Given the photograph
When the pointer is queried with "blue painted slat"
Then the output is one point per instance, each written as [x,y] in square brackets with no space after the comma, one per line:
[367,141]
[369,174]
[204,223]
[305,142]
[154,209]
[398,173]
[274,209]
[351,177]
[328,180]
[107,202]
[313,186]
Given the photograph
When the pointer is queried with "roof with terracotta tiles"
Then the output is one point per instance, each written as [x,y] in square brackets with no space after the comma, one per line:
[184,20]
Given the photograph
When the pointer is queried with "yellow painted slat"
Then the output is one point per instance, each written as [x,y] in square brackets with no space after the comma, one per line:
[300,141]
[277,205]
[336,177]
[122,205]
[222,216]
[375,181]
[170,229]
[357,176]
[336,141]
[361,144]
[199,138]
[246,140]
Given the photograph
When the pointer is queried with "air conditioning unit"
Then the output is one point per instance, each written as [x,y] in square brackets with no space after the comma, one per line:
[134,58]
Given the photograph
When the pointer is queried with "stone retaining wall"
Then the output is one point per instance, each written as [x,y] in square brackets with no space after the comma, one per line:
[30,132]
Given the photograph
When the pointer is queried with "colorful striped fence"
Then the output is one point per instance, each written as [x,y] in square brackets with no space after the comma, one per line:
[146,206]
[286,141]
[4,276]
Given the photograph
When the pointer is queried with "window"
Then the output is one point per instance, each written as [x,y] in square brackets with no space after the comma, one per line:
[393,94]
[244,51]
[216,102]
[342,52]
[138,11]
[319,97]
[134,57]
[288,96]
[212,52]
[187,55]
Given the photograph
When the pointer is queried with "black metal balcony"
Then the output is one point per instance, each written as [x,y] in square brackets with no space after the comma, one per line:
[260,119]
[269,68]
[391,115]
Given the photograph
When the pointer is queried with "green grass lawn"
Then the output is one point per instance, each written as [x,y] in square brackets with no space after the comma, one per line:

= = = = = = =

[YOUR GOAL]:
Count how many lines above contain the word "When". Give only the number.

[WRITTEN RESPONSE]:
9